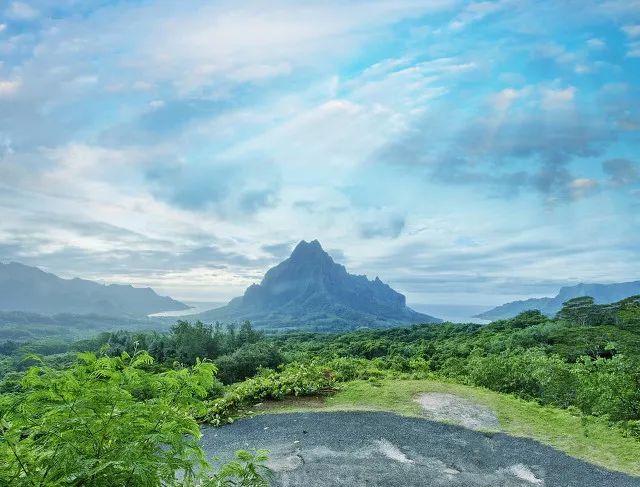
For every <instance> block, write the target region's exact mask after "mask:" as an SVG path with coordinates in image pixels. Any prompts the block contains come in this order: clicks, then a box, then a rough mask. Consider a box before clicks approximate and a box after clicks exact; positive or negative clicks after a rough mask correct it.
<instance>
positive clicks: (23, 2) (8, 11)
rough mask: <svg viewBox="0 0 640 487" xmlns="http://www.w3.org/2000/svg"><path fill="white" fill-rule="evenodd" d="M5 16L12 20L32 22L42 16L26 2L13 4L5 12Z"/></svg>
mask: <svg viewBox="0 0 640 487" xmlns="http://www.w3.org/2000/svg"><path fill="white" fill-rule="evenodd" d="M5 15H6V16H7V17H9V18H12V19H18V20H32V19H35V18H36V17H38V16H39V15H40V12H39V11H38V10H37V9H35V8H34V7H32V6H31V5H29V4H28V3H25V2H12V3H11V4H10V5H9V7H8V8H7V9H6V10H5Z"/></svg>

# WORK REQUIRED:
The required output is the exact sequence of lines from the one containing "rough mask: <svg" through the end of the listing, both endpoints included.

# RESPONSE AREA:
rough mask: <svg viewBox="0 0 640 487" xmlns="http://www.w3.org/2000/svg"><path fill="white" fill-rule="evenodd" d="M5 16L12 20L32 22L42 16L26 2L13 4L5 12Z"/></svg>
mask: <svg viewBox="0 0 640 487" xmlns="http://www.w3.org/2000/svg"><path fill="white" fill-rule="evenodd" d="M5 15H6V16H7V17H9V18H12V19H18V20H32V19H35V18H36V17H38V16H39V15H40V12H39V11H38V10H37V9H35V8H34V7H32V6H31V5H29V4H28V3H25V2H12V3H11V4H10V5H9V7H8V8H7V9H6V10H5Z"/></svg>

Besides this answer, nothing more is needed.